-- INFORMATION GIVEN follows --

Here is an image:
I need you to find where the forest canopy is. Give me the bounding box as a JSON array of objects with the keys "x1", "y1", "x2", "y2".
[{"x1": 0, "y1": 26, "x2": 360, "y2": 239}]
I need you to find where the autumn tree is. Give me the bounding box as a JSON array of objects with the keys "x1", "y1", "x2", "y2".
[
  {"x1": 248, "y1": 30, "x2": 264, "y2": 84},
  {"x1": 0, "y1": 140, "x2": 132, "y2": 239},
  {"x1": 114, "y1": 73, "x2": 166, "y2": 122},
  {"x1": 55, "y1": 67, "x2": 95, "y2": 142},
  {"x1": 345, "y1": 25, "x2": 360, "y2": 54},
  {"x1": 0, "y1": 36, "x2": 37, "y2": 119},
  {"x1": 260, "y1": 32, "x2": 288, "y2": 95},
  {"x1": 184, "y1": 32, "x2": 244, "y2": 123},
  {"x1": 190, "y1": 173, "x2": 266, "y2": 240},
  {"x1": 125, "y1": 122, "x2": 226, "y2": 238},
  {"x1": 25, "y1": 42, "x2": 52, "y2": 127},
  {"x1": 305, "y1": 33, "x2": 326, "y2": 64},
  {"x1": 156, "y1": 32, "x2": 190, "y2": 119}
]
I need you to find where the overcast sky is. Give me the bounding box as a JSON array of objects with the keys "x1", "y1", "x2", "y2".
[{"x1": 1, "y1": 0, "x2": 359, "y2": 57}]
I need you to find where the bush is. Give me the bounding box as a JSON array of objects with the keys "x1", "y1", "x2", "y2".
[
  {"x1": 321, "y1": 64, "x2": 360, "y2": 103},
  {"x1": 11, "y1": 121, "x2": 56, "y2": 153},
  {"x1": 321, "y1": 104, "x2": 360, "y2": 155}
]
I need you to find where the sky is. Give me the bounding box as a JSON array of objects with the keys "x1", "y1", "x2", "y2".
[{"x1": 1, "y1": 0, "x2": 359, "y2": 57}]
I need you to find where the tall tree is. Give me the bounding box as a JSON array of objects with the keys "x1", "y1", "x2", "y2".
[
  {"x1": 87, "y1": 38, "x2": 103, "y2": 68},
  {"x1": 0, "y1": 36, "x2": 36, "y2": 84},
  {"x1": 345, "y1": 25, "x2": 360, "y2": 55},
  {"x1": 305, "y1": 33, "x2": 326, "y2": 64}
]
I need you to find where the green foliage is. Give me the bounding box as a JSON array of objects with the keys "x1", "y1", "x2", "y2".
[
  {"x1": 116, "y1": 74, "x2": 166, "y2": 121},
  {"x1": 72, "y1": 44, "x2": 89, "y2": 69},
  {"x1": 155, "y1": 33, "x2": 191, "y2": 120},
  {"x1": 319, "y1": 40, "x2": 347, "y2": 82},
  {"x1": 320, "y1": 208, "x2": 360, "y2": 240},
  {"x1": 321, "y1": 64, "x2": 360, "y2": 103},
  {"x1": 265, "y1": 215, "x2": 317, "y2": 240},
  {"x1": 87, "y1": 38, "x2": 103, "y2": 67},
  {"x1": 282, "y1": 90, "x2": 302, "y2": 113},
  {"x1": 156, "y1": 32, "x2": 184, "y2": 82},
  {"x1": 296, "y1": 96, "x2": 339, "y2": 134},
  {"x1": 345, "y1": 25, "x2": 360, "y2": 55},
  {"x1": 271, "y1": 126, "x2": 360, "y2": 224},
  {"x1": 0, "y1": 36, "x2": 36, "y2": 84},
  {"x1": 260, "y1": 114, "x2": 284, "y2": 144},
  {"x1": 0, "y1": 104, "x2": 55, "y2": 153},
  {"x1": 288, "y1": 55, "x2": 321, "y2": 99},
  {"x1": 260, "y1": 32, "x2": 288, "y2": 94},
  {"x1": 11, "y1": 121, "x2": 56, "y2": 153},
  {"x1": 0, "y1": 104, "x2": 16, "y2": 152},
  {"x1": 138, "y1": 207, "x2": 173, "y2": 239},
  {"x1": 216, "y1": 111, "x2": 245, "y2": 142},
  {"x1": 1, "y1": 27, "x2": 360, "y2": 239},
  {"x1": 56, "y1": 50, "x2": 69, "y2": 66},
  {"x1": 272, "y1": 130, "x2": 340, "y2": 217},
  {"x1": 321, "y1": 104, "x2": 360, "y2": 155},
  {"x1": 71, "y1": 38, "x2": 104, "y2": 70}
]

-- INFORMATION GIVEN concluded --

Write the data out in full, matching every line exactly.

Here is an image:
I need you to find where the forest canopy is. Give me the bounding box as a JSON array of objects with the keys "x1", "y1", "x2", "y2".
[{"x1": 0, "y1": 26, "x2": 360, "y2": 239}]
I need you to find where the autumn tree is. Give me the bounding box as a JSON array of objects with the keys "x1", "y1", "x2", "y2".
[
  {"x1": 248, "y1": 30, "x2": 264, "y2": 84},
  {"x1": 0, "y1": 140, "x2": 132, "y2": 239},
  {"x1": 114, "y1": 73, "x2": 166, "y2": 122},
  {"x1": 55, "y1": 67, "x2": 95, "y2": 142},
  {"x1": 345, "y1": 25, "x2": 360, "y2": 54},
  {"x1": 0, "y1": 36, "x2": 37, "y2": 119},
  {"x1": 260, "y1": 32, "x2": 288, "y2": 95},
  {"x1": 184, "y1": 32, "x2": 244, "y2": 123},
  {"x1": 190, "y1": 173, "x2": 266, "y2": 240},
  {"x1": 125, "y1": 122, "x2": 226, "y2": 238},
  {"x1": 25, "y1": 42, "x2": 52, "y2": 127},
  {"x1": 305, "y1": 33, "x2": 326, "y2": 64},
  {"x1": 156, "y1": 32, "x2": 190, "y2": 119}
]
I need you to find where the overcast sky is. Give me the bounding box as a JSON array of objects with the keys "x1", "y1", "x2", "y2".
[{"x1": 1, "y1": 0, "x2": 359, "y2": 57}]
I need you to find where the bush is. Give me the bounding box as a JSON array of objects with the keys "x1", "y1", "x2", "y2".
[
  {"x1": 321, "y1": 64, "x2": 360, "y2": 103},
  {"x1": 11, "y1": 121, "x2": 56, "y2": 153},
  {"x1": 321, "y1": 104, "x2": 360, "y2": 155}
]
I need you to find where the sky is. Give me the bounding box as a JSON array of objects with the keys "x1", "y1", "x2", "y2".
[{"x1": 1, "y1": 0, "x2": 359, "y2": 57}]
I need you to find where the tall tree is. Give me the bounding box as a JSON array of objects with the keys "x1", "y1", "x2", "y2".
[
  {"x1": 87, "y1": 38, "x2": 103, "y2": 68},
  {"x1": 0, "y1": 36, "x2": 36, "y2": 84},
  {"x1": 345, "y1": 25, "x2": 360, "y2": 55},
  {"x1": 305, "y1": 33, "x2": 326, "y2": 64}
]
I need you to find where the green foliage is. Give me the bounding box as a JSON array of objects with the keys "x1", "y1", "x2", "y2".
[
  {"x1": 116, "y1": 74, "x2": 166, "y2": 121},
  {"x1": 72, "y1": 44, "x2": 89, "y2": 69},
  {"x1": 155, "y1": 33, "x2": 191, "y2": 120},
  {"x1": 319, "y1": 40, "x2": 347, "y2": 82},
  {"x1": 320, "y1": 208, "x2": 360, "y2": 240},
  {"x1": 321, "y1": 64, "x2": 360, "y2": 103},
  {"x1": 265, "y1": 215, "x2": 317, "y2": 240},
  {"x1": 87, "y1": 38, "x2": 103, "y2": 67},
  {"x1": 282, "y1": 90, "x2": 302, "y2": 113},
  {"x1": 156, "y1": 32, "x2": 184, "y2": 82},
  {"x1": 296, "y1": 96, "x2": 339, "y2": 134},
  {"x1": 345, "y1": 25, "x2": 360, "y2": 55},
  {"x1": 271, "y1": 126, "x2": 360, "y2": 224},
  {"x1": 0, "y1": 36, "x2": 36, "y2": 84},
  {"x1": 260, "y1": 114, "x2": 284, "y2": 144},
  {"x1": 0, "y1": 104, "x2": 55, "y2": 153},
  {"x1": 288, "y1": 55, "x2": 321, "y2": 99},
  {"x1": 260, "y1": 32, "x2": 288, "y2": 94},
  {"x1": 11, "y1": 121, "x2": 56, "y2": 153},
  {"x1": 0, "y1": 104, "x2": 16, "y2": 152},
  {"x1": 138, "y1": 207, "x2": 173, "y2": 239},
  {"x1": 216, "y1": 111, "x2": 245, "y2": 142},
  {"x1": 1, "y1": 27, "x2": 360, "y2": 239},
  {"x1": 56, "y1": 50, "x2": 69, "y2": 66},
  {"x1": 272, "y1": 130, "x2": 340, "y2": 217},
  {"x1": 321, "y1": 104, "x2": 360, "y2": 155},
  {"x1": 71, "y1": 38, "x2": 104, "y2": 70}
]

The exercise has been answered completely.